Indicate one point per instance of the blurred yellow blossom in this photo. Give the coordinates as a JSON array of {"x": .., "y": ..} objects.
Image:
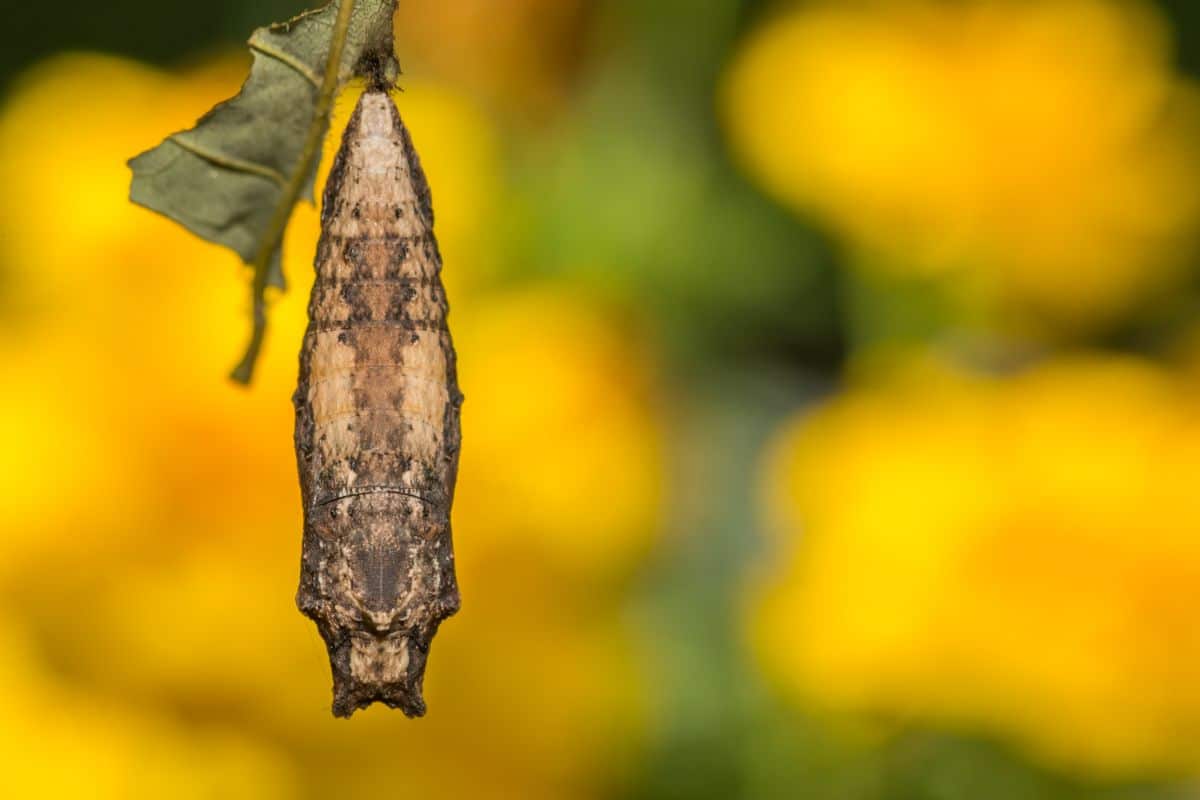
[
  {"x": 561, "y": 421},
  {"x": 153, "y": 548},
  {"x": 1044, "y": 154},
  {"x": 63, "y": 743},
  {"x": 1013, "y": 553}
]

..........

- [EXERCISE]
Only the pictures should be left out; the rest of the material above must be repeated exactly.

- [RESULT OF THIS EXERCISE]
Indicate one point per instance of the blurred yellow blossom in this photo. Give the coordinates as a JSON array of {"x": .., "y": ..} objects.
Image:
[
  {"x": 561, "y": 421},
  {"x": 153, "y": 548},
  {"x": 1044, "y": 154},
  {"x": 63, "y": 743},
  {"x": 1013, "y": 553}
]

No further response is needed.